Determine the number of lines in the data below that hold "jacket"; give nothing but that number.
:: DATA SUPPLIED
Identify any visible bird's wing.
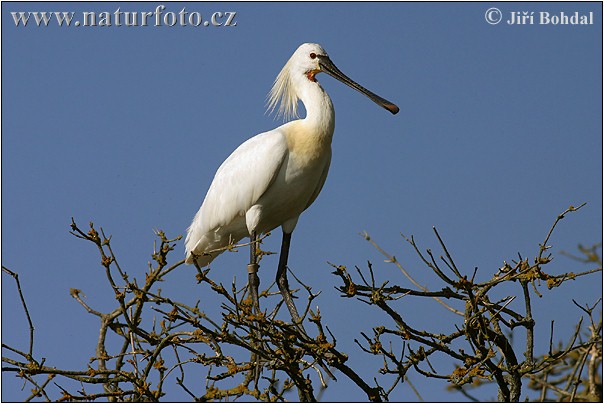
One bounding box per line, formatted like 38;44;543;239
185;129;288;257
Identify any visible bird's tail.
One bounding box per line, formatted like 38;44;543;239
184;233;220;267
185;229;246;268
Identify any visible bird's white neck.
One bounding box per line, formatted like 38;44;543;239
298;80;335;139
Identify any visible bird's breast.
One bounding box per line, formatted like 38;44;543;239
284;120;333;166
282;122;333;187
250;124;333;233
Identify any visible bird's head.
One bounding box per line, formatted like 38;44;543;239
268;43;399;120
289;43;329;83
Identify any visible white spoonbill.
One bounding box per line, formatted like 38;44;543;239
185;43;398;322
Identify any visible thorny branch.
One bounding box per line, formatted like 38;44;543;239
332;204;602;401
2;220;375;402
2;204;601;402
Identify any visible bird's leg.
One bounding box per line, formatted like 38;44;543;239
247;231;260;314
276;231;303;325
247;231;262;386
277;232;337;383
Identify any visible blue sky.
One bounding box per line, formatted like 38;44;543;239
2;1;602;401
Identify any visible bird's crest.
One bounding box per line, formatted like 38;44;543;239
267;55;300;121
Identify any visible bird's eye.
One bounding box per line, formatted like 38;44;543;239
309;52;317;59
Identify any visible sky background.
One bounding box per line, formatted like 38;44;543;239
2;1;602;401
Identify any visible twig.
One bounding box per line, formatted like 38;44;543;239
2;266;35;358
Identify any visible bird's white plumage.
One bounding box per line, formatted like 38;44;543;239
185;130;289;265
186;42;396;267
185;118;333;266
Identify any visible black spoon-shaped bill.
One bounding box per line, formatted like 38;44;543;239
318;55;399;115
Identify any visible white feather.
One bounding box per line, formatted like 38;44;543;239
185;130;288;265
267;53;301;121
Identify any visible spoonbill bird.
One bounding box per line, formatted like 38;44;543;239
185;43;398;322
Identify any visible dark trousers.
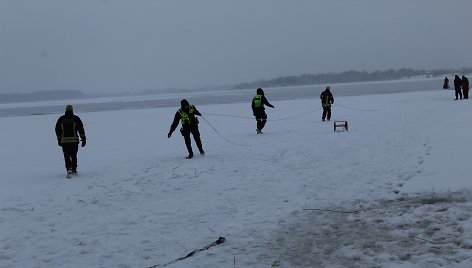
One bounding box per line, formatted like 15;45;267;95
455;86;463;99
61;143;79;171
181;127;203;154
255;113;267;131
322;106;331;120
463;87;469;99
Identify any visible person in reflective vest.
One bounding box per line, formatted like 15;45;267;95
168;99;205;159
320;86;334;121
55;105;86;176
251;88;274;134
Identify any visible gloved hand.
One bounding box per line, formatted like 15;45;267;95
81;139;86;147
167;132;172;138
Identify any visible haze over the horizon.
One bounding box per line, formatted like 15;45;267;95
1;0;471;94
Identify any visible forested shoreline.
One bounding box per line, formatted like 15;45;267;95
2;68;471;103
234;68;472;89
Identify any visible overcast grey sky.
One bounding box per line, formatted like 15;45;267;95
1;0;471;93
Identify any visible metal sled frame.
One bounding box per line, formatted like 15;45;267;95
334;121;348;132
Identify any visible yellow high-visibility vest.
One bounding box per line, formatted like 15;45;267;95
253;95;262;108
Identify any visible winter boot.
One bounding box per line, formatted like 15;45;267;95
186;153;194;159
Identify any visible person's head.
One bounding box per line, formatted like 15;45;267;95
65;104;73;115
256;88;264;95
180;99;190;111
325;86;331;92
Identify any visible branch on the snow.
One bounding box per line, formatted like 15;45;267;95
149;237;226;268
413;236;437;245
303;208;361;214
::::
:: DATA SUPPLIED
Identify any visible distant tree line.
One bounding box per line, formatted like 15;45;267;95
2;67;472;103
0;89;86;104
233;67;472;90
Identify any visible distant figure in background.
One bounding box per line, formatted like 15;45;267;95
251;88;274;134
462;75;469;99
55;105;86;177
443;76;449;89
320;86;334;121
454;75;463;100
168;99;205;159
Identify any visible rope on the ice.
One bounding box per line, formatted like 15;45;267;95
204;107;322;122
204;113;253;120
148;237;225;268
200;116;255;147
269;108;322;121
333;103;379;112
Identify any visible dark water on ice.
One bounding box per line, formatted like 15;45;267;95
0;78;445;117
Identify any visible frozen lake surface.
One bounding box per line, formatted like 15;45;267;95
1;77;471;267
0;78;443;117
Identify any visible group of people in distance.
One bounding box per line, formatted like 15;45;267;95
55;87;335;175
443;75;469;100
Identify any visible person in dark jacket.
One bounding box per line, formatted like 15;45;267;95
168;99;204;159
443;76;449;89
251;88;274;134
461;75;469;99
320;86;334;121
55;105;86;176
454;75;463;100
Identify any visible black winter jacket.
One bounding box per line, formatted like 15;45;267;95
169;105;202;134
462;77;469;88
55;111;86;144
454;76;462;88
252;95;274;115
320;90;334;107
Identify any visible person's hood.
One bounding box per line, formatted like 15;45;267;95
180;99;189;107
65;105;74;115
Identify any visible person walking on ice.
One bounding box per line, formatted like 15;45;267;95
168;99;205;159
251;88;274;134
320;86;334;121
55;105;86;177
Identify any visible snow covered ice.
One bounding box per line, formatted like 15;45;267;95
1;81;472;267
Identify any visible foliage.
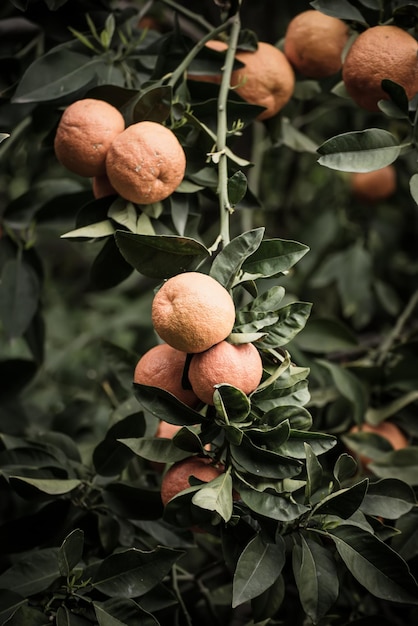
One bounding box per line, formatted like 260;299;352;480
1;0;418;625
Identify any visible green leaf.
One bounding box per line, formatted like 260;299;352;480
::::
▶ OUTPUT FOR THIS TASK:
2